> How to complete this task: Every entry that follows should be written out again exactly.
──────── Dataset ────────
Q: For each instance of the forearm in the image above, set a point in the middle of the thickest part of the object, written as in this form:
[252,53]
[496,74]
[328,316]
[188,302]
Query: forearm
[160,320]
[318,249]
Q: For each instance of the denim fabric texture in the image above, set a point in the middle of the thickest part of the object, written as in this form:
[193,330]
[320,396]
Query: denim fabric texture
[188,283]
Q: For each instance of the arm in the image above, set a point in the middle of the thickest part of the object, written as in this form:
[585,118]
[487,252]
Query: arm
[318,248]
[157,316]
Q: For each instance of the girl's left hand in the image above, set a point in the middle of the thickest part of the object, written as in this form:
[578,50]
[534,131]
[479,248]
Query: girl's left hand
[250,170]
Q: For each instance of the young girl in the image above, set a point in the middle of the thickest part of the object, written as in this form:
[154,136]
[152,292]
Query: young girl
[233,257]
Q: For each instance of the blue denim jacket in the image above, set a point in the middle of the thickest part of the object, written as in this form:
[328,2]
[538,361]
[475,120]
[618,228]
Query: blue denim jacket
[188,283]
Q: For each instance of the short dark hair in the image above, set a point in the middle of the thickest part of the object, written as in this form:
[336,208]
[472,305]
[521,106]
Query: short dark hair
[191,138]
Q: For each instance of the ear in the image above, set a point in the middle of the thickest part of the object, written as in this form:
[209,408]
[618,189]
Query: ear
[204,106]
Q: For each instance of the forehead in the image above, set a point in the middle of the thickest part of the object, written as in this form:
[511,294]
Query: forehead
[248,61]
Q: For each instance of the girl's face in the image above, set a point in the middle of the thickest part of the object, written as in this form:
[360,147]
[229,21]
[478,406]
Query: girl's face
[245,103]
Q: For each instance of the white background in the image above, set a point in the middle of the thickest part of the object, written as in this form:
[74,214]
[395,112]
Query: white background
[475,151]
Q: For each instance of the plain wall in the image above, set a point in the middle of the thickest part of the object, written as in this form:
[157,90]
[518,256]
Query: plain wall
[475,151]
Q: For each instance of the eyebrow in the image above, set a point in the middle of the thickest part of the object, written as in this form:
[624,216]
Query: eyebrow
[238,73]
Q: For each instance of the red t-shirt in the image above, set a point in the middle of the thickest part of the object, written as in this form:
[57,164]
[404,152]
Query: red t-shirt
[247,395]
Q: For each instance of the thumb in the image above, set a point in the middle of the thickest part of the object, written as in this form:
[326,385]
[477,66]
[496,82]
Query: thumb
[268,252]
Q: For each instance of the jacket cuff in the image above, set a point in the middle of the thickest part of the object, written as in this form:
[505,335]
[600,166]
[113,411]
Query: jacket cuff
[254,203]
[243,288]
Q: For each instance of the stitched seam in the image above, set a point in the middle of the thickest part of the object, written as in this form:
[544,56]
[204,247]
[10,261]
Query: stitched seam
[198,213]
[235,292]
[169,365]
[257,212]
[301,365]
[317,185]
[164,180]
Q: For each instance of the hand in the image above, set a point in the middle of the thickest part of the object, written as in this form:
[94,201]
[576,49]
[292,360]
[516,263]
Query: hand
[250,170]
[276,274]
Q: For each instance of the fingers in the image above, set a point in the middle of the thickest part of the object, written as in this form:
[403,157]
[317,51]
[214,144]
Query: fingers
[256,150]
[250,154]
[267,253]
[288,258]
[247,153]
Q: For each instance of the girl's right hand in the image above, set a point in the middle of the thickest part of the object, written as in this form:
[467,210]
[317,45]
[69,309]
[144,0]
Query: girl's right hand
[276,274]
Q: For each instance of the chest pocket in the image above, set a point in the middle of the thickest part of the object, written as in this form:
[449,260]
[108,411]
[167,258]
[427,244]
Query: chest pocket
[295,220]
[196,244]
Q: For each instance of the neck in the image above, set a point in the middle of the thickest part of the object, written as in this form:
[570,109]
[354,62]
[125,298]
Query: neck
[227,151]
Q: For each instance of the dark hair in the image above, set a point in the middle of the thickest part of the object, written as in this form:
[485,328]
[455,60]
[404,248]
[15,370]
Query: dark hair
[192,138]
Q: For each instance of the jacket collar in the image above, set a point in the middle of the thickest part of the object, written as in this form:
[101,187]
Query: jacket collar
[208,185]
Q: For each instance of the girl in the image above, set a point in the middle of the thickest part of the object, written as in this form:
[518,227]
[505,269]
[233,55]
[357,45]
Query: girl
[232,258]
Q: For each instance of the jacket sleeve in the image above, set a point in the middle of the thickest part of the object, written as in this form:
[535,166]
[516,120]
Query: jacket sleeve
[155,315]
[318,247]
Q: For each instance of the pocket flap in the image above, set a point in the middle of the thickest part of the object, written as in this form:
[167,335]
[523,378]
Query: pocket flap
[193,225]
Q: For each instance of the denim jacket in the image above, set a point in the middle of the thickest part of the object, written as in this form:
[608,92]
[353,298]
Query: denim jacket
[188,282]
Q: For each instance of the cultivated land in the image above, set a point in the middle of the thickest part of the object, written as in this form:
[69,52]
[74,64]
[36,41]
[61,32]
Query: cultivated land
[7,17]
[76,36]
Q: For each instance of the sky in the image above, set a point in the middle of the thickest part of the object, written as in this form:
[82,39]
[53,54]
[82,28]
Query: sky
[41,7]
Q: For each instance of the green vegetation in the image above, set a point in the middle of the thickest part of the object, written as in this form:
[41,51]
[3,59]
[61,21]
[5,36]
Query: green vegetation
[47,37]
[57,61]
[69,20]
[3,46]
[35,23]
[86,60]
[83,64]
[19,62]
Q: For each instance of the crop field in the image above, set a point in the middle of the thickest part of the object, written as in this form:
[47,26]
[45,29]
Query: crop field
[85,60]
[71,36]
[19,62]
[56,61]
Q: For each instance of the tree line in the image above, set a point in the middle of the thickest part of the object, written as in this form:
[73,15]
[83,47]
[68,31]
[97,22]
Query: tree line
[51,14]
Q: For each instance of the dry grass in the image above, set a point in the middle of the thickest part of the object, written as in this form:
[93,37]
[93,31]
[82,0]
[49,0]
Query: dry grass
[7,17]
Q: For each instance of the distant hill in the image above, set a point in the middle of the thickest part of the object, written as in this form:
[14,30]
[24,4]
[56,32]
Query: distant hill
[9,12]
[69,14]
────────
> Output for this task:
Q: For each instance of the forearm in the image above, set a point in the middle of the thickest part of the object, written as in this form:
[252,53]
[496,74]
[328,316]
[188,302]
Query: forearm
[160,320]
[318,249]
Q: For each instance of the denim fabric texture in the image above, set a point in the middle of the thickest part of the object, written as in this form:
[193,330]
[320,396]
Query: denim fabric texture
[188,283]
Q: For each instance of the arm in the image above, set a point in the middle of the thickest part of the object, written as in this form:
[585,118]
[487,252]
Query: arm
[318,248]
[157,316]
Q: For each instance of the girl's left hand in the image above, set a point in the middle of the thickest part of the object, written as in this form:
[578,50]
[534,131]
[479,248]
Query: girl's left hand
[250,170]
Q: For each instance of the young girl in the image above, set a point in the middle of the thickest part of the object, written as in this form:
[154,136]
[152,292]
Query: young girl
[233,257]
Q: For each instance of the blue denim jacket in the image above, set a point in the middle of the thickest part of the object, written as in this form:
[328,2]
[538,361]
[475,120]
[618,228]
Query: blue denim jacket
[188,283]
Q: For each instance of the short dark hair in the image above, set a point in the middle of the thickest part of the object, written as in this form:
[336,208]
[472,305]
[521,106]
Query: short dark hair
[191,138]
Q: For each instance of the ear in the image above, set a point in the middle of the thickest part of the object, written as in this form:
[209,408]
[618,189]
Query: ear
[204,106]
Q: For each instance of the forehead in the image above, set a point in the middle of the thickest part of the object, written as in this form:
[511,294]
Query: forehead
[248,61]
Q: For each instance of the girl's face in the image above, set a point in the middle of the thickest part of the object, written as in this form:
[360,147]
[229,21]
[478,406]
Query: girl's face
[245,103]
Q: For each instance of the white background in the image above, set a point in the middle of the thickest part of the object, written as in this form:
[74,214]
[395,112]
Query: white background
[475,151]
Q: For each instance of the plain wall in the image above, set a point in the middle of the thickest part of the object, written as in this form:
[157,90]
[518,256]
Query: plain wall
[475,151]
Q: For each instance of the eyebrow in the image above, set a point in the middle of the thickest part of the object, written as in this form:
[624,216]
Query: eyebrow
[238,73]
Q: For each instance of the red t-shirt in the image above, set a point in the middle of the thickest part of the object, written as in this form:
[57,164]
[404,152]
Query: red t-shirt
[247,395]
Q: For each instance of the thumb in the image above, set a point in the middle of the thickest part of the object, written as in this form:
[326,385]
[477,66]
[496,82]
Query: thumb
[268,252]
Q: For each instance of the jacket cuff in the image above, set a point in the middle of the thickest part of the object, written as in this form:
[505,335]
[600,166]
[113,411]
Query: jacket cuff
[254,203]
[243,288]
Q: For each instance of the stitched seam in the image above, set a point in the middle of the thickest part of the object, written as in this form:
[544,56]
[204,247]
[10,261]
Query: stitched seam
[198,213]
[235,292]
[169,365]
[257,212]
[301,365]
[317,185]
[164,180]
Q: For each instance of the hand in the image above, set a point in the middle of the thickest part of the object, written as in this form:
[94,201]
[576,49]
[292,360]
[516,263]
Query: hand
[250,170]
[276,274]
Q: For each instance of the fingers in the image above, set a point in the middle of the thickest part of the object, written as in this form:
[403,157]
[317,51]
[214,144]
Query: fingers
[256,150]
[250,154]
[267,253]
[288,258]
[247,153]
Q: For each instance of the girl's right hand in the image above, set a point in the middle of the thickest part of the object, written as in this form:
[467,210]
[317,45]
[69,309]
[144,0]
Query: girl's right hand
[276,274]
Q: For each instance of the chest pocket in the image above, set a point in the middle of the thickest part of the object, written as in this form:
[449,260]
[108,411]
[167,258]
[427,244]
Query: chest pocket
[295,220]
[196,244]
Q: For each instance of the neck in the image above, set a point in the middle of the thickest part of the object, written as in this form:
[570,109]
[354,62]
[125,298]
Query: neck
[227,151]
Q: For each instance of the dark hair in the image above, set a point in the middle of the thickest part of the object, written as in this form:
[485,328]
[455,60]
[404,248]
[15,370]
Query: dark hair
[192,138]
Q: For each instance of the jacket collar in the image above, set a point in the middle of the thickest part of the object, written as in this form:
[101,187]
Query: jacket collar
[208,185]
Q: For each instance of the girl in the image above, set a point in the middle of the thickest part of the object, written as in this form:
[518,227]
[505,269]
[233,55]
[357,45]
Query: girl
[232,258]
Q: For each instance of the jacket sleeve in the image above, set a point in the middle of the thickest part of the object, written as in this form:
[535,166]
[516,120]
Query: jacket sleeve
[155,315]
[318,247]
Q: For each instance of the pocket flap in the image above, set a point in the middle of the thickest part of the object, written as in this form:
[167,335]
[523,378]
Query: pocket flap
[193,225]
Q: For each instance of the denim jacket in the image above, set a point in the middle of the thickest part of the object, written as in this form:
[608,92]
[353,298]
Query: denim jacket
[188,282]
Q: For each instance of the cultivated land in the image above, set a point in the middle of the thickest part of the object, written as in this form:
[69,52]
[74,64]
[36,41]
[61,32]
Query: cultivated land
[7,17]
[76,36]
Q: For each instance of the sky in the image above, set a point in the middle of the thickest part of the object, written as in this form:
[82,39]
[53,54]
[82,28]
Query: sky
[41,7]
Q: For each instance of the green vegetation in the image above, set a point in the middle of the thickest part of the object, written as in this form:
[41,51]
[3,59]
[61,21]
[5,36]
Query: green vegetation
[47,37]
[57,61]
[69,20]
[3,46]
[35,23]
[86,60]
[83,64]
[19,62]
Q: For each instance of the crop field in the image above, set a point in the middle of the thickest part of the object, written as in this form:
[47,26]
[45,29]
Query: crop field
[85,60]
[71,36]
[19,62]
[56,61]
Q: For each instance of the tree line in the image above, set a point in the middle of the thickest part of the object, written as in this form:
[73,15]
[83,47]
[68,31]
[97,22]
Query: tree line
[51,14]
Q: For each instance of the dry grass in the image above, set a point in the middle of the thickest part of the object, written as in this form:
[93,37]
[93,31]
[82,0]
[49,0]
Query: dry grass
[7,17]
Q: For each instance of the distant hill in the image above, set a point in the middle of the thickest part of the object, written as in this form:
[14,30]
[24,4]
[56,32]
Query: distant hill
[9,12]
[69,14]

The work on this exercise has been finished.